--- Extracted records ---
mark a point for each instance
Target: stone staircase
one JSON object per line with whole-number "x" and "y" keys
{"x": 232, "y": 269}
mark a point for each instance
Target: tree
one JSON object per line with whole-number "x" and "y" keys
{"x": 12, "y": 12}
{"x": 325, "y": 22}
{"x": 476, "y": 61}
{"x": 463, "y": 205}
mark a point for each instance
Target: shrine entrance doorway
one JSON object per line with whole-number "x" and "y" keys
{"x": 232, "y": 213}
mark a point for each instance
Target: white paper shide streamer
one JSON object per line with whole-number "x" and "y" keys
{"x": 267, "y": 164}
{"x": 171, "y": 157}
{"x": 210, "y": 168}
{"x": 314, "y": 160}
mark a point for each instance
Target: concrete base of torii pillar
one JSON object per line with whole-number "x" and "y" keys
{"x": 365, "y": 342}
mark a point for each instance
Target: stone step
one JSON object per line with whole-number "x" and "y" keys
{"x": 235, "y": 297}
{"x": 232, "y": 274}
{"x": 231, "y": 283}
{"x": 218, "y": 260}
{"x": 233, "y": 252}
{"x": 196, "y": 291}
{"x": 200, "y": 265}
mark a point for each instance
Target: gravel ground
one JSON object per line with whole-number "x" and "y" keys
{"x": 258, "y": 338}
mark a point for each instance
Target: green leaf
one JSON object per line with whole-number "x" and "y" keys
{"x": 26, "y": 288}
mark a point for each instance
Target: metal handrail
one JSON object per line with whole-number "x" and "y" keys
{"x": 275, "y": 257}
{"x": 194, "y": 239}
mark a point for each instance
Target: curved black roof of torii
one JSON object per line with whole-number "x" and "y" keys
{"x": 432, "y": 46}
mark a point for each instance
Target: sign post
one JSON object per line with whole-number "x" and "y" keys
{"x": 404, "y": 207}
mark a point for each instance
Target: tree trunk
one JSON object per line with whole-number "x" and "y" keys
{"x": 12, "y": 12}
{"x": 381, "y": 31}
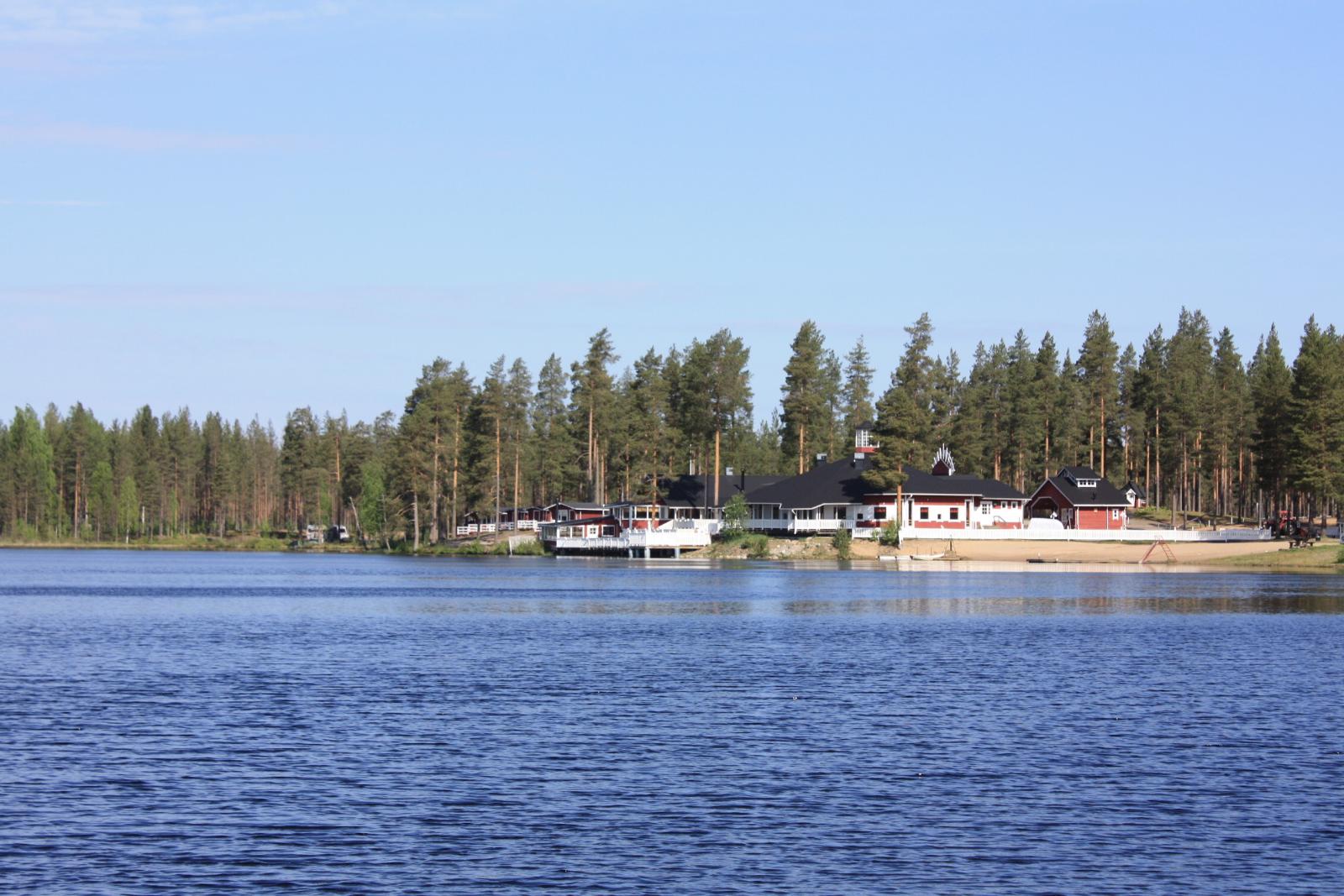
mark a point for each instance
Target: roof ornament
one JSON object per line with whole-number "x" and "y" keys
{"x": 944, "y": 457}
---
--- Extracted records ---
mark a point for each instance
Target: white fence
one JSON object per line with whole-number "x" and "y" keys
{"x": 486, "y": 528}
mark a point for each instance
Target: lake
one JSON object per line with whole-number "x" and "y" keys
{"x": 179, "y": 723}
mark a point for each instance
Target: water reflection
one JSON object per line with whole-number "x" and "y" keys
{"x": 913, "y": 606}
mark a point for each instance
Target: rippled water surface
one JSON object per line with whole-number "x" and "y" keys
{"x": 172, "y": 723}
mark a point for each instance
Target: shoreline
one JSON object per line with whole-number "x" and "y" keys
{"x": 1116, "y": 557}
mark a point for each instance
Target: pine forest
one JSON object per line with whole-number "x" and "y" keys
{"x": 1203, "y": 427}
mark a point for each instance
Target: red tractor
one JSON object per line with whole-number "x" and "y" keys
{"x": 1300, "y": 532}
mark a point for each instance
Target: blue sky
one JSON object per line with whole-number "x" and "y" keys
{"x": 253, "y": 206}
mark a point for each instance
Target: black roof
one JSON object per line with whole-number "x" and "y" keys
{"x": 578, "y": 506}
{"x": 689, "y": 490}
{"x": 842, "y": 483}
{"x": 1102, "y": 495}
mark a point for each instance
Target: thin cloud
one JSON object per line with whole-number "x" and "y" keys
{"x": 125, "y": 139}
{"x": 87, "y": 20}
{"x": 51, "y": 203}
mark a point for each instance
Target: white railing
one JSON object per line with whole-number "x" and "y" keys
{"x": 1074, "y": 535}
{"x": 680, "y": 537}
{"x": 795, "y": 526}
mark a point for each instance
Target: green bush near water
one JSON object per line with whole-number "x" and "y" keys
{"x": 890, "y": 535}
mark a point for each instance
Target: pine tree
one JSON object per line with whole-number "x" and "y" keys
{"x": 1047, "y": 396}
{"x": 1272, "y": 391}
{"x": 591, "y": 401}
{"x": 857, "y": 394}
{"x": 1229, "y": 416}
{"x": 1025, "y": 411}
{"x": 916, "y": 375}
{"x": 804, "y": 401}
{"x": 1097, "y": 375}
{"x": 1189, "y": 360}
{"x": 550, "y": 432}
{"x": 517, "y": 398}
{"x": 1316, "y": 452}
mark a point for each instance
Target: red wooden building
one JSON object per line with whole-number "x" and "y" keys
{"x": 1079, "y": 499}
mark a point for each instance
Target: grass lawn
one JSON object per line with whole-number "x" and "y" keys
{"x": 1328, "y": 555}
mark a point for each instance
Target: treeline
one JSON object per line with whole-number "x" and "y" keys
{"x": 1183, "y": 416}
---
--- Extracted records ---
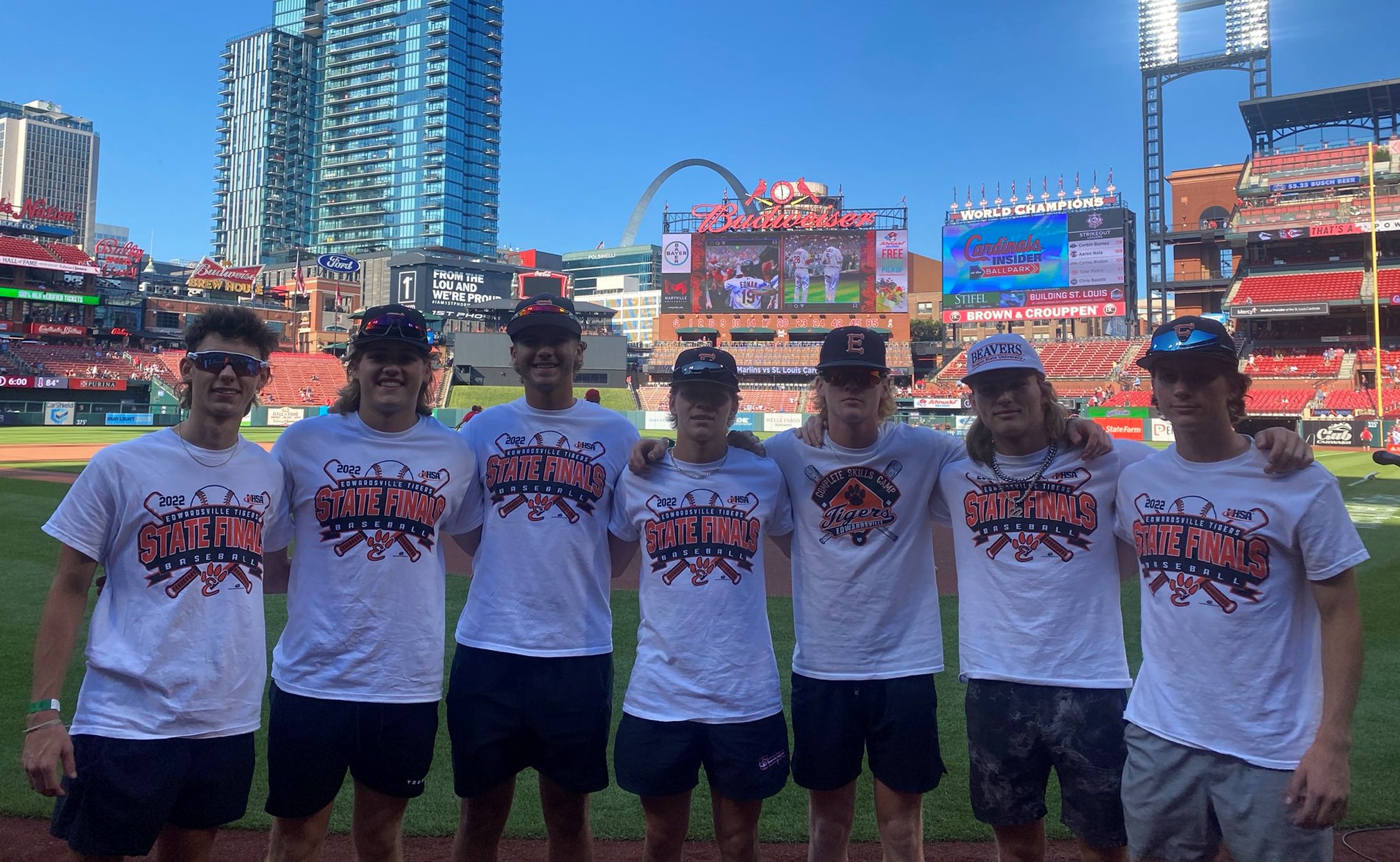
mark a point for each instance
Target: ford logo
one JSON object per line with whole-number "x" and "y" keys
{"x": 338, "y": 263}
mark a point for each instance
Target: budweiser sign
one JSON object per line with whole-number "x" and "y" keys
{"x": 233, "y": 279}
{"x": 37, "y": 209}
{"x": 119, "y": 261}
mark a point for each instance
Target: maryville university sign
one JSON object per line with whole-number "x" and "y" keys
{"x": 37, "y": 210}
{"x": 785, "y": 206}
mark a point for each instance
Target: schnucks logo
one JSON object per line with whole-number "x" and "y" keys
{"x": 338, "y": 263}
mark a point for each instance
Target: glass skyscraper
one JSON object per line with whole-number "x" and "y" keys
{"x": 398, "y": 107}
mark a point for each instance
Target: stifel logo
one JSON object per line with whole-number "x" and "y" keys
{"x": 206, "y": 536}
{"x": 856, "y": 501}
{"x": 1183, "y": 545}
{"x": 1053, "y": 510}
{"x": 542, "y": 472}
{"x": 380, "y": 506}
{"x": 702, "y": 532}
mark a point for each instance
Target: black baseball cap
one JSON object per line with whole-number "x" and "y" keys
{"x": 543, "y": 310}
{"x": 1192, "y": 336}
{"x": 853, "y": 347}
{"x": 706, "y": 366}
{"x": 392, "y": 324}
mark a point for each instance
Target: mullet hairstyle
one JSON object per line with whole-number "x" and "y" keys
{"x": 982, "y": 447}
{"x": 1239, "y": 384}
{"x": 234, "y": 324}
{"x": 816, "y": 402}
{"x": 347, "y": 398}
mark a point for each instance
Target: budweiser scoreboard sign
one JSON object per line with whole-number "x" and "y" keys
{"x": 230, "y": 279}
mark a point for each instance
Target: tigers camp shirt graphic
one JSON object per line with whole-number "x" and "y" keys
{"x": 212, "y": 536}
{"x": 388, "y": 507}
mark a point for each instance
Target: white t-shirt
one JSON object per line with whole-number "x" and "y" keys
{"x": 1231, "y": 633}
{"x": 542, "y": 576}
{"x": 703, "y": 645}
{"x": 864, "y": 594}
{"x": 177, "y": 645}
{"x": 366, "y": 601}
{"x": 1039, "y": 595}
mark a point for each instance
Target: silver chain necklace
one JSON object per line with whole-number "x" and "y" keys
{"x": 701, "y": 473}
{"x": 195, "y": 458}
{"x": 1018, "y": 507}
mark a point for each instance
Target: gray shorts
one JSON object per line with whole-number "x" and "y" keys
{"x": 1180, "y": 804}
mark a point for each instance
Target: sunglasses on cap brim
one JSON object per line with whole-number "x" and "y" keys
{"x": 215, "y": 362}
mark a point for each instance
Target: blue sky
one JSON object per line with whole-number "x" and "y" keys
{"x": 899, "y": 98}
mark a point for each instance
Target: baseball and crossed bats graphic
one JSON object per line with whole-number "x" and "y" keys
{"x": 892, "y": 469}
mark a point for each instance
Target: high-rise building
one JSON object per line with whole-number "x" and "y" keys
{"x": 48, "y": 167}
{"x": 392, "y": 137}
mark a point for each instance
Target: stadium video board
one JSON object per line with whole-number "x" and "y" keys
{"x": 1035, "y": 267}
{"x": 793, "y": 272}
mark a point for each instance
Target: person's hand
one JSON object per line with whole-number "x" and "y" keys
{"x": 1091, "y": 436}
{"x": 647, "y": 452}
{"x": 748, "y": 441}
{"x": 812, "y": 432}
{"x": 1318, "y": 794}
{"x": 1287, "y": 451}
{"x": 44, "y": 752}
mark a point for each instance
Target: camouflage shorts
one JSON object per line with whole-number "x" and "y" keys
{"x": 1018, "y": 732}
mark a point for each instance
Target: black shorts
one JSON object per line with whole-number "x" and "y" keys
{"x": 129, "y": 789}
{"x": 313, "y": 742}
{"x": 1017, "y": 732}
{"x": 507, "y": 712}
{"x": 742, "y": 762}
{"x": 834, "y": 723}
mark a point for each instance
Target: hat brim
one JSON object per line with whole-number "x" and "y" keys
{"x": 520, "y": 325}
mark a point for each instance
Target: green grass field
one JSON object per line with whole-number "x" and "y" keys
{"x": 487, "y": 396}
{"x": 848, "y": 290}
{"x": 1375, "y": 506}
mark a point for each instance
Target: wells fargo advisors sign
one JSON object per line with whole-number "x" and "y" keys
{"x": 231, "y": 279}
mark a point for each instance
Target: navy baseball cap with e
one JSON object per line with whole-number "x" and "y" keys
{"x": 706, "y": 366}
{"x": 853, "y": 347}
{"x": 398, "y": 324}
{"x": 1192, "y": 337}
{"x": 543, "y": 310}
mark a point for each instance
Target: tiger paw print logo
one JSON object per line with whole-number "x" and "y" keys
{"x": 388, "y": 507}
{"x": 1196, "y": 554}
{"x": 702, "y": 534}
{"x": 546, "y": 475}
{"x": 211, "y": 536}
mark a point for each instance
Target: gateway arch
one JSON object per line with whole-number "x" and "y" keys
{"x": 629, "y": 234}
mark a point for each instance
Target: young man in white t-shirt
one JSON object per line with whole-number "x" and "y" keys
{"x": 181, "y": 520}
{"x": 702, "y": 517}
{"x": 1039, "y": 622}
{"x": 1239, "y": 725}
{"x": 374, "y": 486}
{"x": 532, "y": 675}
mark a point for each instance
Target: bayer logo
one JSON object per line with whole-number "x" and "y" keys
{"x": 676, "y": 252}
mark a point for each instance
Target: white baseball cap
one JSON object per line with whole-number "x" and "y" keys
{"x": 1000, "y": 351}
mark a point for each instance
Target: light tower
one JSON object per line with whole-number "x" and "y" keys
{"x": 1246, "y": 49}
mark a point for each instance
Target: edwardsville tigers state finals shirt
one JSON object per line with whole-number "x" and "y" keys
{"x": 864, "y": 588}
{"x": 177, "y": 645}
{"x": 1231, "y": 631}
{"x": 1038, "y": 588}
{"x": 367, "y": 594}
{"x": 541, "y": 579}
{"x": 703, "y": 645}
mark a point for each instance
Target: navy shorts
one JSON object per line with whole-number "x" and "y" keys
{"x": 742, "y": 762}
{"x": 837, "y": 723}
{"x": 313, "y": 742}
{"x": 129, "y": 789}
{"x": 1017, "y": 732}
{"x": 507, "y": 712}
---
> **What you will do**
Retype exactly the lines of the data above that fall between the line with "Target: gray shorts" and the line with "Target: stadium video board", inclusive, and add nothing.

> **Result**
Target: gray shorts
one JSON object per line with whole-number "x" and "y" keys
{"x": 1180, "y": 804}
mark a point for each instance
Target: sunglasses on cap brim
one JSON object per line with whole-number "x" and "y" keys
{"x": 215, "y": 362}
mark a point for each instance
Target: blue sky
one JSON object per line with whole-number "x" and "y" keys
{"x": 899, "y": 98}
mark a point for each instance
Target: baseball and crossed bats graphic
one JSON object per line with whole-number "x" and "y" keys
{"x": 892, "y": 469}
mark a point for each instance
Target: high-rise building
one JSON object per line with whole-number "x" and "y" keys
{"x": 48, "y": 167}
{"x": 392, "y": 137}
mark a point for each instance
Target: stadium video board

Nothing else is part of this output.